* REQUIRED ACTION:
Across these entries, how many lines contain the word "cream"? Answer with only the number.

Stored data entries
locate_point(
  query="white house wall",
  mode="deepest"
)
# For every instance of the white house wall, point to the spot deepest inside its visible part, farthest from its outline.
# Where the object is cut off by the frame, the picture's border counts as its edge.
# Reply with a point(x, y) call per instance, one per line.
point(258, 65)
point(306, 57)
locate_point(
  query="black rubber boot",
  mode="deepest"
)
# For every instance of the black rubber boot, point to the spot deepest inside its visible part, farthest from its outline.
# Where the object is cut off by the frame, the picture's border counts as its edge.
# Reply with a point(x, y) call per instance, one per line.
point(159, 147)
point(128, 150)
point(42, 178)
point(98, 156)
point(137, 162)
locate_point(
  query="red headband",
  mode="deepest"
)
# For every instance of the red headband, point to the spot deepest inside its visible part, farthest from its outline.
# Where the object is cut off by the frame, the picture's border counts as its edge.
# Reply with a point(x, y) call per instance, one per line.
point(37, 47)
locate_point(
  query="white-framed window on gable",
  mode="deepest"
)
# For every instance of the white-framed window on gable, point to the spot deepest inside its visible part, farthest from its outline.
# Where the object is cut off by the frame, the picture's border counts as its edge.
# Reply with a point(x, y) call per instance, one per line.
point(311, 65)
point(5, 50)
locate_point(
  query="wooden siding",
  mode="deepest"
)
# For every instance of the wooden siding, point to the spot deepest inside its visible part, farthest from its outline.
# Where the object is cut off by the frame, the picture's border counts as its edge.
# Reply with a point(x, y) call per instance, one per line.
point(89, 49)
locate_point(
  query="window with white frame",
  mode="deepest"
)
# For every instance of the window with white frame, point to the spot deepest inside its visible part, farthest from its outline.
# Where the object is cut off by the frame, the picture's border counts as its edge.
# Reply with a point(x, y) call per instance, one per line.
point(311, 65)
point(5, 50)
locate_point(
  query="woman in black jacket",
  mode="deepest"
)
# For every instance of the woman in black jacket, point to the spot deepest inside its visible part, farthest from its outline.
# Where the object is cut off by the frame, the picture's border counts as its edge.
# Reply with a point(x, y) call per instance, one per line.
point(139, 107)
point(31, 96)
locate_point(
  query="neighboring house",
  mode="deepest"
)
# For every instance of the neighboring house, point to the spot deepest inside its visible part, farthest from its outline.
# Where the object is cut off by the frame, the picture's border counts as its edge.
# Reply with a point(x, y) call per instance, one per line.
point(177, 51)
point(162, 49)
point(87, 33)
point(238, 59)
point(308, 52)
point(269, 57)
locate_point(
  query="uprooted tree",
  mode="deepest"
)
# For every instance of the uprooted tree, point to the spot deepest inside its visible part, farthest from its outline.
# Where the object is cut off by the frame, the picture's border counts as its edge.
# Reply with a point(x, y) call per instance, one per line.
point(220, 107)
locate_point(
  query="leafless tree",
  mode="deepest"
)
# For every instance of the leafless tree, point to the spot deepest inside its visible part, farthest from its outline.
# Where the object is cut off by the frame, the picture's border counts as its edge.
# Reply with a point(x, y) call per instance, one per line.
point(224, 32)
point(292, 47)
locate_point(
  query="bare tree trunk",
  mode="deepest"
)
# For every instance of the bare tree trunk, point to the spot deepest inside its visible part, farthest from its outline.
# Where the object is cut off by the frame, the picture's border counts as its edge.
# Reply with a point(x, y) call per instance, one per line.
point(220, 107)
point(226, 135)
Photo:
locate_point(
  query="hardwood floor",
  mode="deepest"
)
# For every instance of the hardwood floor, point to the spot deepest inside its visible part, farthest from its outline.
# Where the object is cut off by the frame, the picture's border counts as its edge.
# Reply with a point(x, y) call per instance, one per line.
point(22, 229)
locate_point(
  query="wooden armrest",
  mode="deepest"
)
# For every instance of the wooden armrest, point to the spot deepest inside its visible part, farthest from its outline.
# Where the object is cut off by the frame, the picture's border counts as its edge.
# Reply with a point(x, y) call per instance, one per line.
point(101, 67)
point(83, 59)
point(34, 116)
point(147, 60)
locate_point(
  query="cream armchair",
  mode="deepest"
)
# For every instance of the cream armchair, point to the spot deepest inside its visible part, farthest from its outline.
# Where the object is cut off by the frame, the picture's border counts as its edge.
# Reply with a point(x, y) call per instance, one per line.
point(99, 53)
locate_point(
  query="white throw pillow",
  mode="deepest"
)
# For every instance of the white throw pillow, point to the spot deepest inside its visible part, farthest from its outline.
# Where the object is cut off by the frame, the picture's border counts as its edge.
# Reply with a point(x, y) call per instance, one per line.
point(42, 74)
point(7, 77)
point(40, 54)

* SOLUTION:
2